• **Extrait du texte**

——

LETTRES DE SAINTE THERESE DE LISIEUX
(10)
Le postulat (suite)
Lettres 46 à 80
(9 avril 1888 – 10 janvier 1889)
Sœur Agnès de Jésus (74, 76)
Jésus ne saurait refuser les «piqûres d’épingles» que mendie Thérèse. Six mois plus tard elle écrit à Agnès : « Jésus me crible de piqûres d’épingles. » (L.74)
« La pauvre petite balle n’en peut plus, de toutes parts elle a de tout petits trous qui la font souffrir que si elle n’en avait qu’un grand ! Rien auprès de Jésus, sécheresse !... sommeil !... Mais au moins c’est le silence !... le silence fait du bien à l’âme… » Pour la première fois Thérèse parle des religieuses en des termes inattendus : « Les créatures, oh ! les créatures… Celles qui m’entourent sont bien bonnes, mais il y a je ne sais quoi qui me repousse !... Je ne puis vous faire d’explication, comprenez votre petite âme. » Thérèse a sans doute un gros besoin d’affection et les sœurs plus âgées ne la dorlotent pas, à moins qu’elle n’ait entendu des propos blessants ou… que la vie communautaire soit éprouvante… très éprouvante.
Thérèse réclamait des piqûres d’épingles. Elle les obtient et se plaint. « Comprenez !... Quand c’est le doux ami qui pique lui-même sa balle, la souffrance n’est que douceur, sa main est si douce ! Mais les créatures ! » Thérèse n’envisageait pas que les piqûres pouvaient venir des autres. Ce qu’elle appelait « piqûres d’épingles » était une expérience toute intérieure.
Qu’en est-il alors de l’amour qui se démontre par le non attachement aux choses sensibles ? Thérèse comprend que les piqûres intérieures (« C’est le doux ami qui pique lui-même ») et extérieures (« s’il ne pique pas directement sa petite balle, c’est bien lui qui conduit la main qui la pique ») sont l’œuvre du Bien-aimé. Alors, la plainte cesse. « Je suis heureuse de souffrir ce que Jésus veut que je souffre. » Thérèse progresse dans le renoncement au signe sensible : « Puisque Jésus veut dormir pourquoi l’en empêcherais-je ? » Elle évoque certainement le récit de la barque ballotée par la tempête avec à son bord les disciples effrayés et Jésus assoupit. Mais plus encore le Cantique des cantiques : « N’éveillez pas, ne réveillez pas mon amour, avant l’heure de son bon plaisir. »

——

• **Informations fournies**
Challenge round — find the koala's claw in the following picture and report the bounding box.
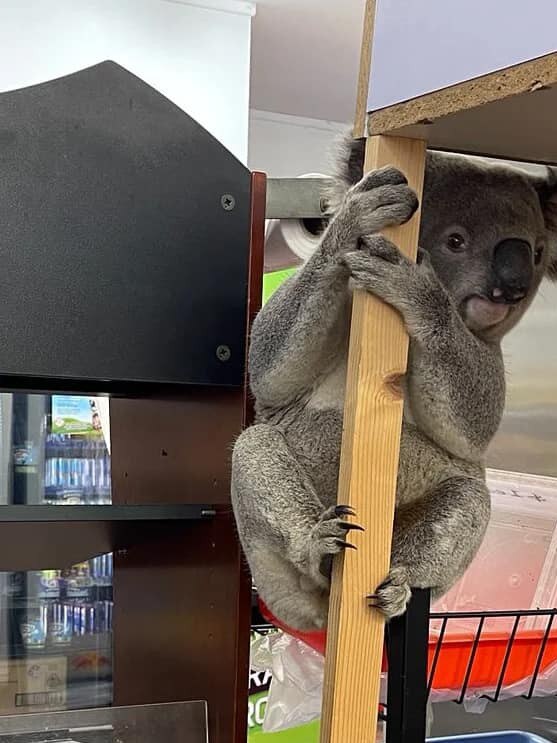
[352,165,408,193]
[367,567,412,619]
[332,505,356,518]
[358,235,409,266]
[307,505,363,588]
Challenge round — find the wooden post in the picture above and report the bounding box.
[321,136,425,743]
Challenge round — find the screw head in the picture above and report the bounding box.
[215,345,232,361]
[220,193,236,212]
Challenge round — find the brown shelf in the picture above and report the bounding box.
[0,505,215,571]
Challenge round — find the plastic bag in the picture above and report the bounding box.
[251,632,387,741]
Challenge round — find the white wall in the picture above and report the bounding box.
[0,0,254,162]
[248,109,344,178]
[368,0,557,110]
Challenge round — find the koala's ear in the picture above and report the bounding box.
[323,128,366,214]
[536,167,557,281]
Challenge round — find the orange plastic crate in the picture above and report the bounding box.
[259,600,557,693]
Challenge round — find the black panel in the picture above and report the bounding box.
[0,62,250,389]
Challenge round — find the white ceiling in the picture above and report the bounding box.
[250,0,365,122]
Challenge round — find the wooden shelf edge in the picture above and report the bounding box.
[0,504,216,525]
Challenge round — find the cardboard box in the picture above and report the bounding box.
[0,655,67,715]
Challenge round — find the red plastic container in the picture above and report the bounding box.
[259,600,557,693]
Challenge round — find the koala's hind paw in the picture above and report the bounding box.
[367,567,412,619]
[308,505,363,587]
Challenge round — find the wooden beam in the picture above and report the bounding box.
[353,0,376,139]
[321,137,425,743]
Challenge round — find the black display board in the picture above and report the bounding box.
[0,62,250,391]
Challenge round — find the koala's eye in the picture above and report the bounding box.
[447,232,466,253]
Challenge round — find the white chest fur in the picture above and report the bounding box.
[308,359,347,410]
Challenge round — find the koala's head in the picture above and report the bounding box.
[330,132,557,340]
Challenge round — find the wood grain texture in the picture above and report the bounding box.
[321,137,425,743]
[354,0,376,139]
[367,52,557,164]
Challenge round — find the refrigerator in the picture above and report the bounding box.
[0,393,113,714]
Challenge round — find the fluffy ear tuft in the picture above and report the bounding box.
[323,128,366,214]
[536,167,557,281]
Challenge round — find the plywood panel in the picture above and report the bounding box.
[368,54,557,163]
[368,0,557,110]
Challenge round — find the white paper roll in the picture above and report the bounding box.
[265,173,325,272]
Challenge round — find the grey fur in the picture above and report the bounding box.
[232,131,557,629]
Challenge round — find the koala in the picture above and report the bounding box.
[232,131,557,630]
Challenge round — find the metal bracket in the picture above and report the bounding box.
[265,178,329,219]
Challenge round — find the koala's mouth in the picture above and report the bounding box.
[465,294,512,330]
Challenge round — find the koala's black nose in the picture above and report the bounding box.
[492,238,534,304]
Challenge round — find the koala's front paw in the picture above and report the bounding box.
[307,506,363,588]
[368,566,412,619]
[343,235,429,314]
[343,166,419,238]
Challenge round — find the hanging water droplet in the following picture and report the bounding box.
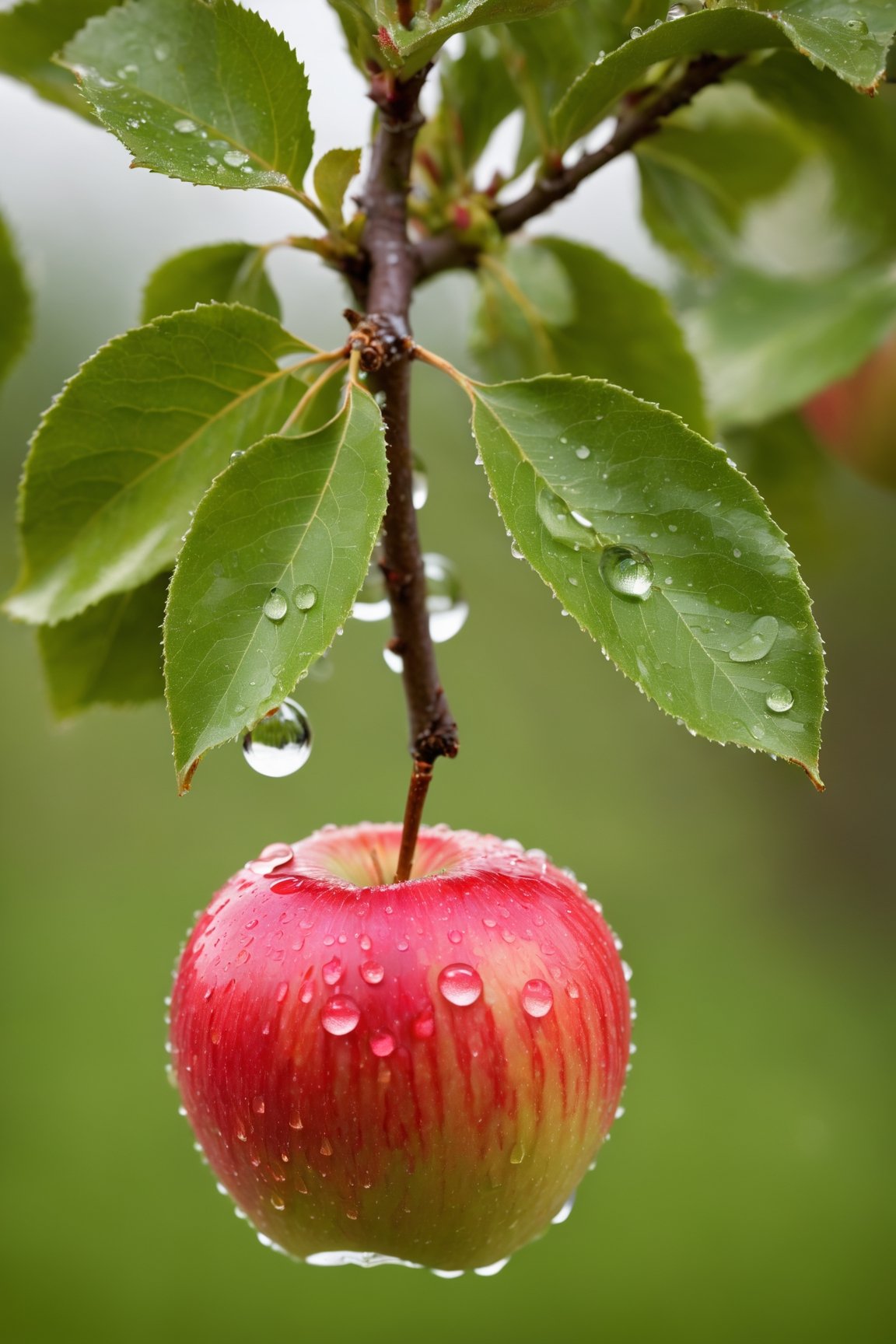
[551,1191,575,1227]
[728,615,778,663]
[321,995,362,1036]
[523,980,554,1017]
[243,700,312,779]
[371,1031,395,1059]
[423,552,470,644]
[765,685,794,714]
[600,546,653,602]
[293,583,317,611]
[262,589,289,621]
[536,487,599,551]
[411,454,430,509]
[438,961,482,1008]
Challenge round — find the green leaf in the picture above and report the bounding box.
[63,0,313,196]
[5,304,317,625]
[684,268,896,425]
[314,149,362,229]
[142,243,279,323]
[474,238,706,432]
[638,51,896,275]
[0,215,31,380]
[0,0,118,117]
[165,387,388,792]
[470,376,824,783]
[37,574,170,719]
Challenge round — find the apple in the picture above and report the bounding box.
[170,824,630,1272]
[803,336,896,488]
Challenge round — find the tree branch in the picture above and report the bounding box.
[414,57,741,284]
[355,63,458,880]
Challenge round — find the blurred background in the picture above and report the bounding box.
[0,0,896,1344]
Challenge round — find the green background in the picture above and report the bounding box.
[0,16,896,1344]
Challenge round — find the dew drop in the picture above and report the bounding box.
[411,454,430,509]
[438,961,482,1008]
[371,1031,395,1059]
[765,685,794,714]
[551,1191,575,1227]
[321,995,362,1036]
[728,615,778,663]
[323,957,342,985]
[262,589,289,621]
[423,552,470,644]
[536,488,599,551]
[523,980,554,1017]
[243,700,312,779]
[600,546,653,602]
[293,583,317,611]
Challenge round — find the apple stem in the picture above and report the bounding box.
[347,70,458,882]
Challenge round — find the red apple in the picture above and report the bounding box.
[170,824,630,1272]
[803,336,896,488]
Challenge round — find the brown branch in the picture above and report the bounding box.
[355,72,458,882]
[414,57,741,284]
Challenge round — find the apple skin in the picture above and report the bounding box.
[803,336,896,489]
[170,824,630,1270]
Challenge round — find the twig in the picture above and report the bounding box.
[355,72,458,882]
[414,57,741,282]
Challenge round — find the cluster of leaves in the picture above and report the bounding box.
[0,0,896,786]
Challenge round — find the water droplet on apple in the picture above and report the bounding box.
[243,700,312,779]
[321,995,362,1036]
[323,957,342,985]
[438,961,482,1008]
[728,615,778,663]
[600,546,653,602]
[371,1031,395,1059]
[523,980,554,1017]
[551,1191,575,1227]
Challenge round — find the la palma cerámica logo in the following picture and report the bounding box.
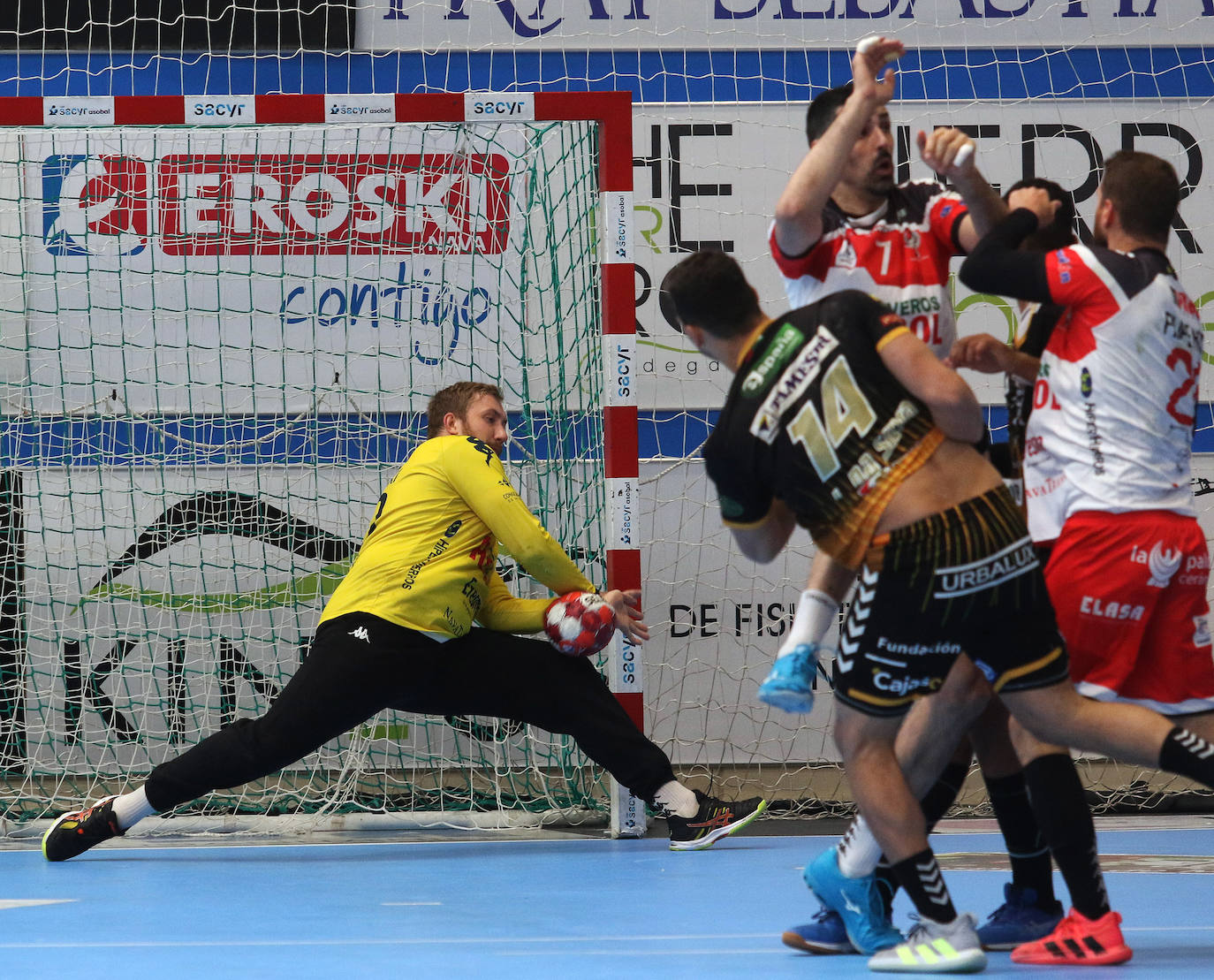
[42,155,149,256]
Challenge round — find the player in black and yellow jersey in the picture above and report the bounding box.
[660,251,1214,973]
[49,382,766,861]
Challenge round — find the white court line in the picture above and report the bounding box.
[0,932,770,950]
[0,925,1214,956]
[0,899,79,911]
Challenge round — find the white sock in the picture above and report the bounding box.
[653,779,699,820]
[776,589,838,659]
[114,786,159,831]
[838,816,882,878]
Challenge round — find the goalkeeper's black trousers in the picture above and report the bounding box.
[146,613,674,812]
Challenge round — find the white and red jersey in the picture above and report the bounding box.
[769,181,967,358]
[1025,246,1204,542]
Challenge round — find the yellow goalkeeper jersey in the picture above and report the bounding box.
[321,436,595,636]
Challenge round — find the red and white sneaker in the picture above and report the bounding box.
[1012,908,1134,967]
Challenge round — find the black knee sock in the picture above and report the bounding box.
[893,847,957,922]
[1159,727,1214,786]
[983,772,1055,908]
[1025,753,1108,919]
[876,763,966,915]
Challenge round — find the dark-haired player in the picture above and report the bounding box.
[49,382,766,861]
[662,251,1214,973]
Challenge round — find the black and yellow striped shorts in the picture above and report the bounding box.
[834,486,1067,717]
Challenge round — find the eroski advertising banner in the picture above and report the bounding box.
[22,126,525,414]
[356,0,1214,51]
[633,100,1214,409]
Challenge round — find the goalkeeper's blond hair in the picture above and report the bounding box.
[426,382,501,438]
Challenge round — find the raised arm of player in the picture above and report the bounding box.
[876,329,983,444]
[775,38,906,256]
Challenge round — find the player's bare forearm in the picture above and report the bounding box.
[805,549,856,603]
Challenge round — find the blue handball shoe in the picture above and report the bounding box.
[805,847,902,956]
[978,882,1062,950]
[759,643,818,714]
[780,906,856,956]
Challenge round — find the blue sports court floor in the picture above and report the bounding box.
[0,817,1214,980]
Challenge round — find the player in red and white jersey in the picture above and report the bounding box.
[770,38,1006,360]
[760,38,1062,952]
[961,150,1214,739]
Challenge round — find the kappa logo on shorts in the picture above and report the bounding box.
[1079,595,1146,622]
[1130,542,1184,589]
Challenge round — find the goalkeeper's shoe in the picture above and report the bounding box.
[759,643,818,714]
[42,796,123,861]
[868,913,986,973]
[1012,908,1134,967]
[666,789,767,851]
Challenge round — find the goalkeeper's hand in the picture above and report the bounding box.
[603,589,649,643]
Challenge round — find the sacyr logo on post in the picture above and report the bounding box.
[42,155,149,255]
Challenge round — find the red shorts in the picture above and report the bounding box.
[1045,510,1214,714]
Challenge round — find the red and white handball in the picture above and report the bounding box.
[544,593,616,657]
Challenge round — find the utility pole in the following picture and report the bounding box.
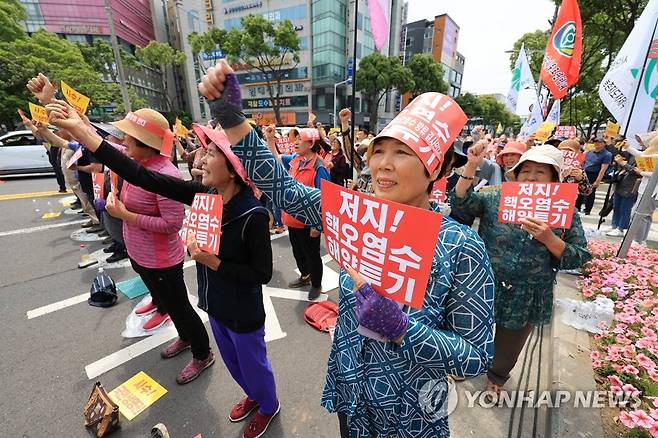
[104,0,132,113]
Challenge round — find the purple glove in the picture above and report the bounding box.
[208,73,247,129]
[94,198,105,211]
[354,283,409,340]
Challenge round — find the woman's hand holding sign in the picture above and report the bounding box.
[345,267,409,344]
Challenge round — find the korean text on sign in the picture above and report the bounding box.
[322,181,442,309]
[91,173,105,199]
[180,193,222,255]
[498,182,578,229]
[562,150,585,168]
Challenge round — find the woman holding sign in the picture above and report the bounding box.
[199,60,493,438]
[47,102,279,438]
[451,142,591,401]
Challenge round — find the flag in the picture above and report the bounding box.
[368,0,388,50]
[505,44,536,114]
[599,0,658,146]
[519,98,544,139]
[539,0,583,99]
[546,99,560,126]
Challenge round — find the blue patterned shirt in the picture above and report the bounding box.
[233,130,494,438]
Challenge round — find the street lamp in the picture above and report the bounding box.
[334,79,352,128]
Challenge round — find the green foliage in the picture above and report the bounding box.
[0,0,27,41]
[356,52,415,133]
[0,30,116,124]
[406,54,448,97]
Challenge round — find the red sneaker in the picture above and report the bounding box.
[228,397,258,423]
[135,301,156,316]
[242,404,281,438]
[142,312,171,332]
[176,351,215,385]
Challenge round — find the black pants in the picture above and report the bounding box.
[130,258,210,359]
[48,147,66,190]
[288,227,322,287]
[576,172,599,214]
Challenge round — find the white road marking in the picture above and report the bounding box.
[0,219,87,237]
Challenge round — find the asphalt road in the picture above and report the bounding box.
[0,177,338,438]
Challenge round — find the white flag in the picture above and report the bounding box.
[599,0,658,147]
[519,97,544,139]
[505,44,536,114]
[546,99,560,126]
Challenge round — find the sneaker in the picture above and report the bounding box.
[105,251,128,263]
[142,311,171,332]
[242,404,281,438]
[160,338,190,359]
[288,274,311,288]
[228,397,258,423]
[308,286,322,301]
[135,301,156,316]
[176,351,215,385]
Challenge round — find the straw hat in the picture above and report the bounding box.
[112,108,169,151]
[505,144,564,181]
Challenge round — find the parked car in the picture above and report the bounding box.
[0,131,54,175]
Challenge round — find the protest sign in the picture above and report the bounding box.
[108,371,167,421]
[62,81,89,114]
[562,150,585,168]
[66,147,82,169]
[555,125,576,138]
[28,102,48,125]
[322,180,442,309]
[635,156,658,172]
[430,177,448,202]
[91,173,105,199]
[498,182,578,229]
[179,193,222,255]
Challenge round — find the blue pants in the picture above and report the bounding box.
[208,315,279,415]
[612,193,637,230]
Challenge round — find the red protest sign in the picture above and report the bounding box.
[554,125,576,138]
[430,177,448,202]
[322,180,442,309]
[91,173,105,199]
[179,193,223,255]
[562,150,585,168]
[498,182,578,229]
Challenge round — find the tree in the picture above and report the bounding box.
[220,14,300,124]
[356,52,415,133]
[0,30,116,124]
[406,54,448,97]
[136,41,185,111]
[0,0,27,41]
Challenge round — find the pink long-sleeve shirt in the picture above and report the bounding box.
[121,155,185,268]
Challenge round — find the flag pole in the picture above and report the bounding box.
[617,15,658,259]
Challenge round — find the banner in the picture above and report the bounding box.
[539,0,583,99]
[28,102,48,126]
[321,180,443,309]
[505,44,536,114]
[430,177,448,202]
[599,0,658,148]
[179,193,222,255]
[546,99,561,126]
[91,172,105,199]
[498,182,578,229]
[62,81,89,114]
[562,150,585,169]
[555,125,576,138]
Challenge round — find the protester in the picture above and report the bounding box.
[576,138,612,216]
[199,60,493,438]
[451,142,591,401]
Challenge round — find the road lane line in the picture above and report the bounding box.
[0,219,88,237]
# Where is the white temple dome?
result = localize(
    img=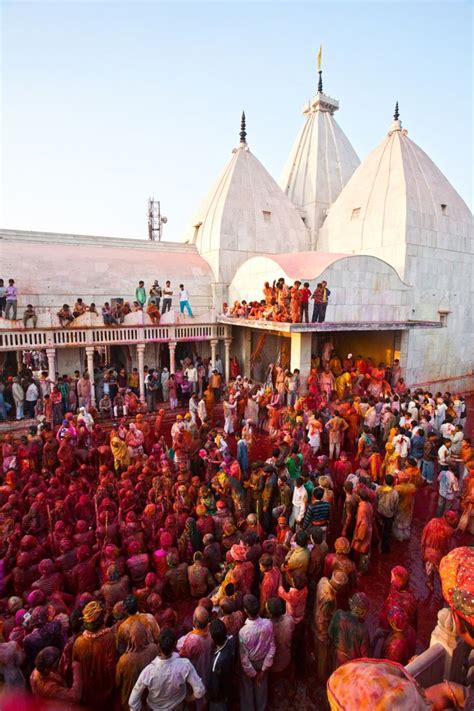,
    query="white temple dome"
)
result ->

——

• **Exercices écrits**
- 1) Résumez en deux phrases l'extrait sur les lettres de Thérèse de Lisieux.
- 2) Traduisez en anglais cette phrase de l'extrait : « Thérèse n’envisageait pas que les piqûres pouvaient venir des autres. »
- 3) Ces affirmations sont-elles conformes à l'extrait ? Pour chacune, répondez par oui ou par non et citez les mots de l'extrait qui permettent de trancher.
(a) Thérèse écrit que le silence fait du bien à l'âme.
(b) Thérèse dit que les religieuses qui l'entourent sont méchantes.
(c) Thérèse continue de se plaindre après avoir compris que les piqûres sont l'œuvre du Bien-aimé.

• **Corrigés**
- 1) Thérèse, qui demandait des « piqûres d'épingles », les reçoit et s'en plaint, surtout de celles qui viennent des autres religieuses, alors qu'elle les voyait comme une expérience tout intérieure. Elle comprend ensuite que les piqûres intérieures comme extérieures sont l'œuvre du Bien-aimé, et sa plainte cesse.

- 2) Thérèse had not imagined that the pinpricks could come from others.

- 3)
(a) Oui : « le silence fait du bien à l’âme ».
(b) Non : « Celles qui m’entourent sont bien bonnes ».
(c) Non : « Alors, la plainte cesse. »